La traversée du désert des locataires avec animaux

Dénicher un logement est devenu très difficile par les temps qui courent, mais trouver un logement où les animaux sont acceptés est encore plus ardu. La dernière année, marquée par une pénurie de logements dans tout le Québec, a rendu la quête d’un toit très éprouvante pour les propriétaires de chiens, de chats et d’autres bêtes à poils ou à plumes.
Amélie Monette en sait quelque chose. À la recherche d’un logement, tous les jours, elle épluche les petites annonces sur différentes plateformes telles que Kijiji, Facebook et Marketplace, mais les perspectives sont peu encourageantes. « J’ai publié une annonce sur plus de 50 groupes différents, et elle a été partagée plus de 400 fois. Mais il n’y a rien en bas de 1000 $, à part les 3 1/2 », explique Mme Monette qui, en plus d’être mère de trois enfants, a deux chiens et deux chats.
Elle a même proposé un dépôt de garantie à des propriétaires qui, dans leur annonce, indiquaient « sans animaux », mais en vain. « C’est complètement déraisonnable de mettre tout le monde d’emblée dans le même panier. Les bonnes références antérieures devraient servir de garantie plutôt qu’un refus automatique. Des conditions pourraient aussi être ajoutées aux clauses du bail, comme des frais de restauration des lieux aux frais du locataire en cas de dommages par l’animal », fait-elle valoir.

▸ **Entrées**
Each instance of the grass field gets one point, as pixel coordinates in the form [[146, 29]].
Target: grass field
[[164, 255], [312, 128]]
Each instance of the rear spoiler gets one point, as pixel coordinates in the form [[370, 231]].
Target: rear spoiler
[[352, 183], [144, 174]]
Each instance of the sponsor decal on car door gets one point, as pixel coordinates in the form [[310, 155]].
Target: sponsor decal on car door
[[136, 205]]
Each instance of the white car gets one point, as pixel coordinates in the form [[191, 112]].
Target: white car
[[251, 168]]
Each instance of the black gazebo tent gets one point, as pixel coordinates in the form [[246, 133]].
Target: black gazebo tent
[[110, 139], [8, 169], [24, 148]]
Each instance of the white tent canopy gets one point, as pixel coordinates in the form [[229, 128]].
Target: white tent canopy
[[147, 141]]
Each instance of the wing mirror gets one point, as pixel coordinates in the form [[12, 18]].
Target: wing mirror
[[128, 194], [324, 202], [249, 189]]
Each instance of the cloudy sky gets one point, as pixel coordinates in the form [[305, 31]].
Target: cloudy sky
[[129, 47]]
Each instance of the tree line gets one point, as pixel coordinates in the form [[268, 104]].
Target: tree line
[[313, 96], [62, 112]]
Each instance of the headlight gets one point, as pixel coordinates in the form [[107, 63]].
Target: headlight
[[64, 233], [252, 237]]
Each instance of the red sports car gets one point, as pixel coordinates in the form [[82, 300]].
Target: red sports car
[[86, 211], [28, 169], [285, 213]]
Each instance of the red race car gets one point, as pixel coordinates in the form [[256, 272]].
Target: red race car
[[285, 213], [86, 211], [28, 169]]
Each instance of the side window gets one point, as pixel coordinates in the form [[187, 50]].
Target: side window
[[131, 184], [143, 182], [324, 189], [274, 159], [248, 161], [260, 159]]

▸ **Petite tâche 1**
Dans les entrées, modifiez les lignes qui vont de celle contenant « Each instance of the wing » à celle contenant « [[313, 96], [62, 112]] » en remplaçant « Target » par « Object ». Redonnez uniquement ces lignes, sans rien changer d'autre.
▸ **Petite tâche 2**
Poursuivez l'article sur les locataires avec animaux à partir de l'endroit où il s'arrête.
Le texte et les entrées n'ont aucun lien entre eux.

▸ **Résultat attendu 1**
Each instance of the wing mirror gets one point, as pixel coordinates in the form [[12, 18]].
Object: wing mirror
[[128, 194], [324, 202], [249, 189]]
Each instance of the cloudy sky gets one point, as pixel coordinates in the form [[305, 31]].
Object: cloudy sky
[[129, 47]]
Each instance of the tree line gets one point, as pixel coordinates in the form [[268, 104]].
Object: tree line
[[313, 96], [62, 112]]

▸ **Résultat attendu 2**
La persévérance a fini par être payante pour une autre locataire avec qui Le Devoir s’est entretenu. Après des mois de recherche, cette locataire, qui a préféré garder l’anonymat compte tenu des difficultés auxquelles elle a fait face, a réussi à trouver un logement qui acceptait son golden retriever. Mais la recherche n’a pas été une sinécure. « Nous avons appelé des centaines de propriétaires et, chaque fois, c’était un non catégorique ou on autorisait un petit chien seulement. On a visité toutes sortes de logements, des délabrés et des très petits. Dans certains cas, des propriétaires ne sont pas venus au rendez-vous », relate-t-elle.
Elle a finalement réussi à trouver un propriétaire qui acceptait son chien, mais il lui a fallu convenir d’indiquer dans le bail que les chiens étaient interdits. « Comme ça, s’il arrive quelque chose, il pourra avoir un recours et nous demander que le chien dégage. » Elle déplore cependant de devoir payer pour les mauvais locataires : « Les propriétaires mettent tous les gros chiens dans le même bateau. Pour eux, les chiens, ça détruit tout ou ça jappe sans arrêt. »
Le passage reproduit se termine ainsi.